▶ **TASK GOAL**
Transcribe all of the data exactly. Omit the pictures.
— start —
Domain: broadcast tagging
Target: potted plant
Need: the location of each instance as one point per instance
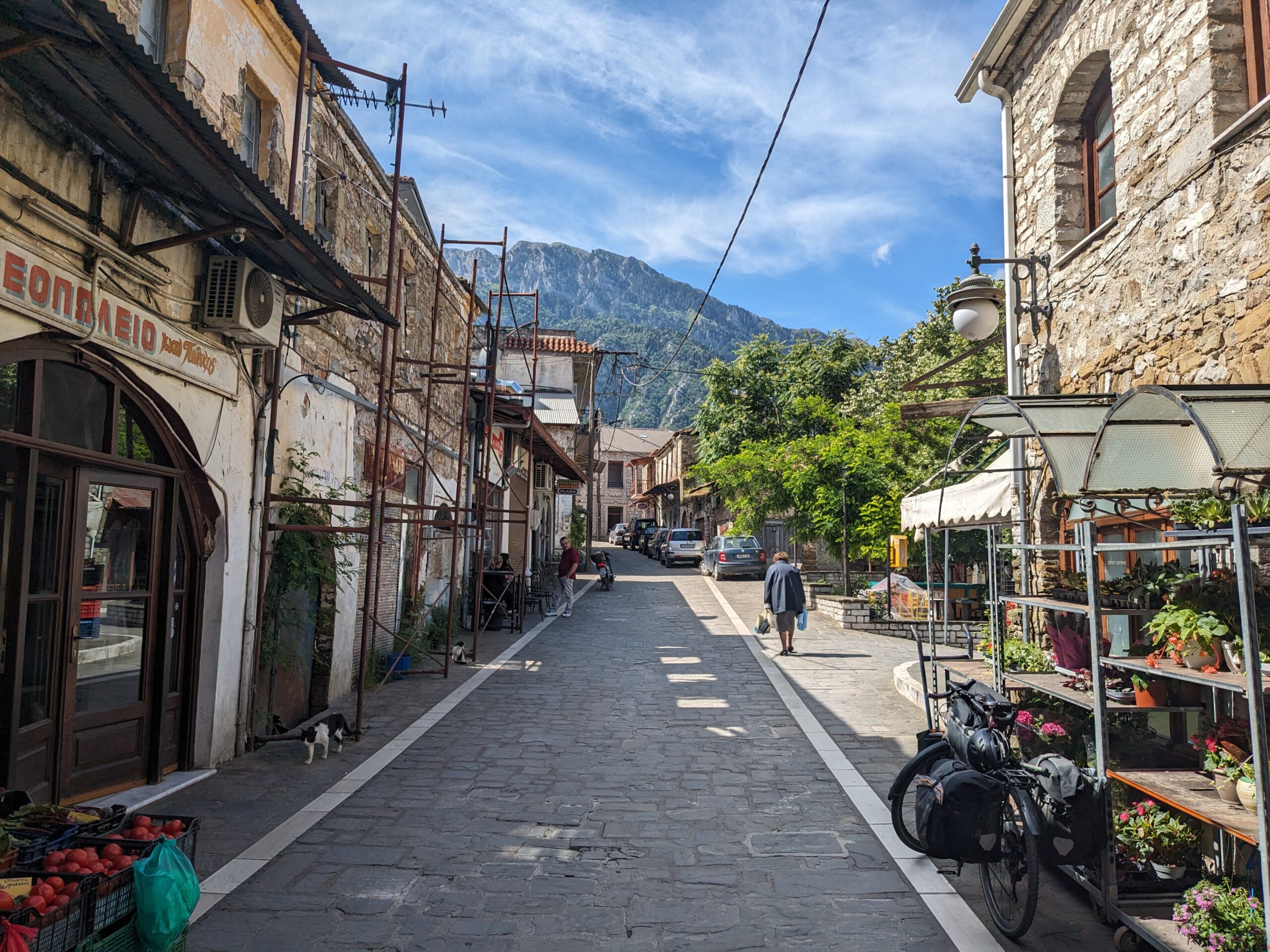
(1214, 916)
(1246, 787)
(1150, 692)
(1148, 834)
(1194, 636)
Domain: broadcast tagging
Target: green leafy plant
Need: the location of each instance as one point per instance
(1148, 834)
(1216, 916)
(1020, 655)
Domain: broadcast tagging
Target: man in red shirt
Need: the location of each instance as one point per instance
(567, 573)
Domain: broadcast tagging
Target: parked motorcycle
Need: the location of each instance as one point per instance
(605, 569)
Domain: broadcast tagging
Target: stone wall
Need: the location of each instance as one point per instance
(1175, 289)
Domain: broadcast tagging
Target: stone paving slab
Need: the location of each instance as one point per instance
(629, 781)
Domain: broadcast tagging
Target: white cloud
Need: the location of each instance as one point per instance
(640, 126)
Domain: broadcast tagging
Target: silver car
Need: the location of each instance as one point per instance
(681, 546)
(729, 556)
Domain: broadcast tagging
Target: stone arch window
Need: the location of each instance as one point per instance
(1085, 151)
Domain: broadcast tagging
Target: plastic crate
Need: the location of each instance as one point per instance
(58, 930)
(187, 841)
(125, 940)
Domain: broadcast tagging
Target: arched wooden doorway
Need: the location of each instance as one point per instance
(99, 578)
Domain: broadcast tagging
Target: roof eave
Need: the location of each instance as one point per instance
(996, 44)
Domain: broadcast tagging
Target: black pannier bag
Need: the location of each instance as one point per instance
(959, 814)
(1074, 819)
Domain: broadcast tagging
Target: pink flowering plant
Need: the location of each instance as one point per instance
(1148, 834)
(1218, 918)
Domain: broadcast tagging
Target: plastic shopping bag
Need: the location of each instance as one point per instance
(16, 937)
(167, 890)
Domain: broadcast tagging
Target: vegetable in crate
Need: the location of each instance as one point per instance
(167, 890)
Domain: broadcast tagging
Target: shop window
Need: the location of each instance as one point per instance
(74, 407)
(1099, 135)
(1257, 32)
(250, 143)
(135, 440)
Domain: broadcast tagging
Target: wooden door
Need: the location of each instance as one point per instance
(116, 584)
(44, 633)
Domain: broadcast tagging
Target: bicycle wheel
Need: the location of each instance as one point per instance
(903, 805)
(1010, 885)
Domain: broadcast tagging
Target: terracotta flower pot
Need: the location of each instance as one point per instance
(1198, 659)
(1155, 696)
(1248, 792)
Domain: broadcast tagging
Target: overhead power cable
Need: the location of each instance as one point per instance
(752, 192)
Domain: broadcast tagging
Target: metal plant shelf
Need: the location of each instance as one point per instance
(1226, 681)
(1052, 683)
(1194, 795)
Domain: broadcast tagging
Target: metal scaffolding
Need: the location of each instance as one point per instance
(461, 516)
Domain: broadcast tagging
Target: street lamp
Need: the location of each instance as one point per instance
(976, 302)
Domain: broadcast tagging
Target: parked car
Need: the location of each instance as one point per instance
(729, 556)
(634, 532)
(645, 537)
(681, 546)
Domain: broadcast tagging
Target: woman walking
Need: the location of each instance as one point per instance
(785, 598)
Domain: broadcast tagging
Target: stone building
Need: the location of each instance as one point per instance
(616, 448)
(141, 141)
(1139, 141)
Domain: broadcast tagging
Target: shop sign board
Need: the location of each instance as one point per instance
(62, 298)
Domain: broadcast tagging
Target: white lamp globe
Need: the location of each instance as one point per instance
(976, 319)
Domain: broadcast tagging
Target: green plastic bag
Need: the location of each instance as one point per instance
(167, 889)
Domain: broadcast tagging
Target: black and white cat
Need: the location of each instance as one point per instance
(324, 731)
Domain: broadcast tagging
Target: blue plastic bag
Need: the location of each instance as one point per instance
(167, 889)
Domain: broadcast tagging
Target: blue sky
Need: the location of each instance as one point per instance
(638, 126)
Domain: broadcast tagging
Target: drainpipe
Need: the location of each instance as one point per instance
(247, 676)
(1014, 371)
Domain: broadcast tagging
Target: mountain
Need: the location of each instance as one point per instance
(622, 304)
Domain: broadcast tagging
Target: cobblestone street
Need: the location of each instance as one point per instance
(629, 780)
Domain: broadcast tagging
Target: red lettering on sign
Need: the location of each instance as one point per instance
(123, 324)
(63, 298)
(84, 305)
(40, 286)
(14, 275)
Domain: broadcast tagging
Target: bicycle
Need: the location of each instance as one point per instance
(1012, 884)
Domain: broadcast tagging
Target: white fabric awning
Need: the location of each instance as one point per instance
(985, 499)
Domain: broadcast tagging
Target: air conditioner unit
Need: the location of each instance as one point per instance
(243, 301)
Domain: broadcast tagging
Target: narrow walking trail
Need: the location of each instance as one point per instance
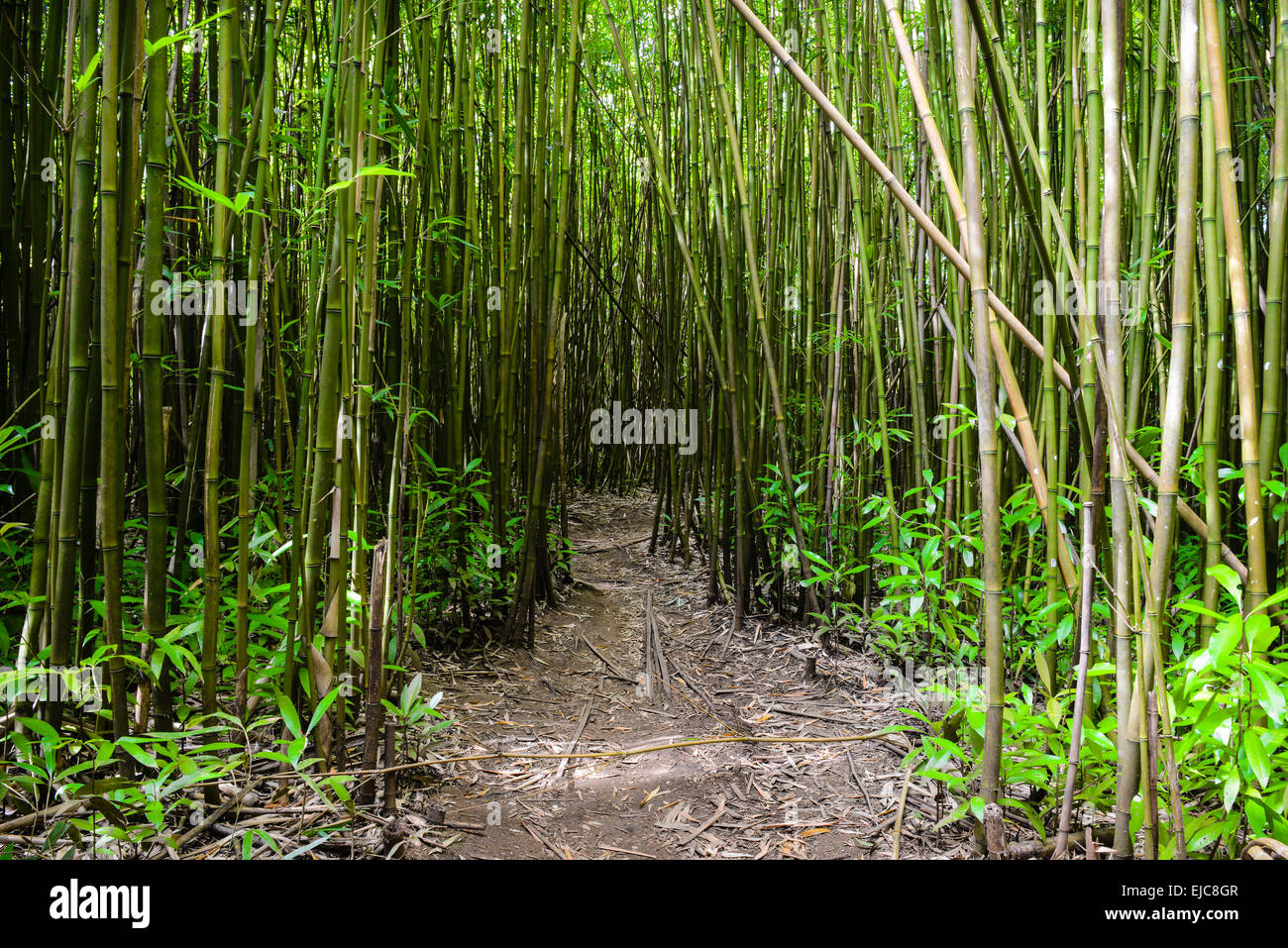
— end —
▶ **RESPONSE TO THE TASK**
Domain: broadcast tagging
Target: potted plant
Need: the location of each instance as one point per instance
(1214, 916)
(1246, 787)
(1150, 692)
(1148, 834)
(1194, 636)
Domain: broadcast tagging
Target: green leafy plant
Need: the location of each instance as one point per instance
(1148, 834)
(1216, 916)
(1020, 655)
Domain: broadcast tagging
Target: man in red shirt
Need: the location of each instance as one point per instance
(567, 573)
Domain: broadcast tagging
Target: parked motorcycle
Need: the location of each instance as one point per instance
(605, 569)
Domain: broadcast tagging
Target: stone wall
Need: the location of each instance as one point per instance
(1175, 289)
Domain: broadcast tagging
Target: stone paving slab
Need: the location of each instance as one point per instance
(629, 781)
Domain: broadcast tagging
Target: white cloud
Need: the location of each instance as one point per instance
(640, 126)
Domain: broadcast tagging
Target: silver car
Need: the location of each instance as one point per instance
(681, 546)
(729, 556)
Domain: broadcast tagging
Target: stone arch window
Need: the location of each instance as one point per instance
(1085, 151)
Domain: broadcast tagging
Target: plastic crate
Need: the location of each instance as one point per instance
(58, 930)
(187, 841)
(125, 940)
Domain: broadcast tagging
Target: arched wooden doorway
Need: the location of each instance as one point per instance
(99, 578)
Domain: broadcast tagging
Target: roof eave
Need: the location of each instance as one point per instance
(996, 44)
Domain: broadcast tagging
Target: black pannier bag
Need: the location of each instance as one point per instance
(959, 814)
(1074, 819)
Domain: broadcast tagging
Target: pink flowering plant
Need: the location of each instance as one point per instance
(1148, 834)
(1218, 918)
Domain: broadcast tagging
Target: plastic shopping bag
Need: the location of each instance as one point per instance
(16, 937)
(167, 890)
Domain: broadcast tagging
Target: vegetable in crate
Need: the location of each instance as one point per instance
(167, 890)
Domain: broadcast tagging
Target: shop window
Need: the location of each instance as one point per instance
(74, 407)
(1099, 135)
(1257, 32)
(250, 143)
(135, 440)
Domain: broadcast tagging
Target: wooden door
Need: the location of each instance as one point per instance
(116, 584)
(44, 633)
Domain: broadcast tagging
Target: bicycle wheel
Need: the location of each instance as one point per instance
(903, 805)
(1010, 885)
Domain: broadcast tagging
Target: terracotta flower pot
Need: the location of each instance as one point per instance
(1198, 659)
(1155, 696)
(1248, 792)
Domain: broadcast tagging
Target: overhead power cable
Need: the location of each instance as one point per instance
(752, 192)
Domain: broadcast tagging
Target: metal plant shelf
Need: the location of each instance as one point per instance
(1226, 681)
(1052, 683)
(1194, 795)
Domain: broadcast tagging
Target: metal scaffolding
Need: the location of each instance as one point per instance
(461, 516)
Domain: broadcast tagging
Target: street lamp
Need: the location of each instance as one point per instance
(976, 302)
Domain: broadcast tagging
Target: parked car
Need: the location of each instance as one point per instance
(729, 556)
(634, 532)
(645, 537)
(681, 546)
Domain: broadcast tagging
Target: woman walking
Need: the location of each instance as one point per instance
(785, 598)
Domain: broadcast tagging
Target: stone building
Need: the location of each instance as one point per instance
(616, 448)
(141, 141)
(1139, 141)
Domain: broadcast tagging
Target: shop sign board
Need: the location of each instance as one point per instance
(62, 298)
Domain: broadcast tagging
Target: white lamp globe
Need: the location of each instance as one point per instance
(976, 319)
Domain: broadcast tagging
Target: green plastic bag
Need: the location of each instance as one point per instance
(167, 889)
Domain: broadcast tagging
Target: black and white cat
Need: the location of each instance as one point per instance
(324, 731)
Domain: broadcast tagging
Target: blue plastic bag
Need: the location of each instance as one point per instance
(167, 889)
Domain: broadcast tagging
Target: blue sky
Need: the location of each instance as one point per instance
(638, 126)
Domain: broadcast tagging
Target: drainpipe
Need: the location of each instance as one point per instance
(247, 676)
(1014, 371)
Domain: broadcast tagging
Target: mountain
Need: the location of each instance as one point per instance
(622, 304)
Domain: broadcast tagging
Target: cobblestone street
Need: the location of each instance as one point per instance
(629, 780)
Domain: broadcast tagging
Target: red lettering on sign
Need: the location of each instance as one point per instance
(123, 324)
(63, 298)
(84, 305)
(40, 286)
(14, 275)
Domain: broadcast tagging
Target: bicycle
Need: the location of each instance as one point per instance
(1012, 884)
Domain: broadcast tagging
Target: white fabric awning
Need: the location of each instance as one point per instance
(985, 499)
Domain: broadcast tagging
Target: air conditioner unit
Need: the location of each instance as one point per instance
(243, 301)
Domain: broadcast tagging
Target: narrow walking trail
Need: the location of each instance as one point per instance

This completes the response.